■ RECORDS FOR THE TASK ■
···

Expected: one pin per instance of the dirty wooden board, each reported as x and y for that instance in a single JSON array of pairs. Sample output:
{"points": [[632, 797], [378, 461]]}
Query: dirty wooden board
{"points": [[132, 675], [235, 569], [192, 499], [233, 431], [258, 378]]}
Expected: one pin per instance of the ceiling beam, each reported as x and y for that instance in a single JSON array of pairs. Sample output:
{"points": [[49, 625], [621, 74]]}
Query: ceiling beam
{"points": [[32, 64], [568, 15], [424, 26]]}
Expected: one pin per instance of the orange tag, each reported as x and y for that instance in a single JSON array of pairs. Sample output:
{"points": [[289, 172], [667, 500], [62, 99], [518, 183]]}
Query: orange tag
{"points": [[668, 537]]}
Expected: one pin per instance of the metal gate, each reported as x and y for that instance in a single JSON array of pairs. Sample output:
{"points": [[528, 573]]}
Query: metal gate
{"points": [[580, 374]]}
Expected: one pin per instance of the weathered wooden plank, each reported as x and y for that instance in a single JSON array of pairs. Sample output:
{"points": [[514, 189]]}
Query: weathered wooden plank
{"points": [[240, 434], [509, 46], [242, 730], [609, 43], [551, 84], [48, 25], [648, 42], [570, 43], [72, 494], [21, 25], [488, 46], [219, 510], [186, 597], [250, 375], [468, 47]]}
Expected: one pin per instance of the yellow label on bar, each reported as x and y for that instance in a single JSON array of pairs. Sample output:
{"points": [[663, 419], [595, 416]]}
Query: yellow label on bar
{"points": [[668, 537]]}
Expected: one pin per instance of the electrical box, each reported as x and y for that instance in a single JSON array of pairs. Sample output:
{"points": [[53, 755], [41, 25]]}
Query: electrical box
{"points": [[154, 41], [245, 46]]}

···

Output the listing above exactly, keeping each line as it was.

Expected: one pin per instance of the dirty wooden board, each reported as x and y for that instance in a single JSON array of pairs. Sample output:
{"points": [[632, 797], [378, 461]]}
Query: dirty wooden board
{"points": [[132, 675], [235, 569], [192, 499], [233, 431], [258, 378]]}
Expected: one pin per instance of the ceiling beam, each reported as x and y for that instance in a single JSON array of pairs. Sample output:
{"points": [[49, 625], [621, 74]]}
Query: ceiling beam
{"points": [[32, 64], [568, 15], [424, 26]]}
Expected: one pin per instance of the orange tag, each reported as x and y for that instance in a single JSON array of pairs. Sample output:
{"points": [[289, 172], [667, 500], [62, 99], [518, 183]]}
Query: orange tag
{"points": [[668, 537]]}
Expected: one pin per instance of the metal gate, each reported as x and y for that instance in a single JSON array of pairs. Sample output:
{"points": [[528, 573]]}
Query: metal gate
{"points": [[580, 374]]}
Expected: one pin per instance of the weathered wooden plank, each reported as x and y for that instance in a single JSON array of pairs. Sample output:
{"points": [[514, 189]]}
Query: weathered wooden plank
{"points": [[240, 434], [509, 46], [242, 730], [609, 43], [551, 84], [48, 25], [648, 42], [570, 43], [72, 494], [21, 25], [488, 46], [219, 510], [186, 597], [250, 375], [468, 47]]}
Expected: one pin per instance of the yellow label on bar, each reported as x and y for that instance in a single JSON array of pairs. Sample output:
{"points": [[663, 419], [595, 416]]}
Query: yellow label on bar
{"points": [[668, 537]]}
Expected: one pin per instance of the electrical box, each reported as x and y for that instance in a single JSON array of pairs. Sample output:
{"points": [[53, 755], [41, 25]]}
Query: electrical box
{"points": [[154, 41], [245, 46]]}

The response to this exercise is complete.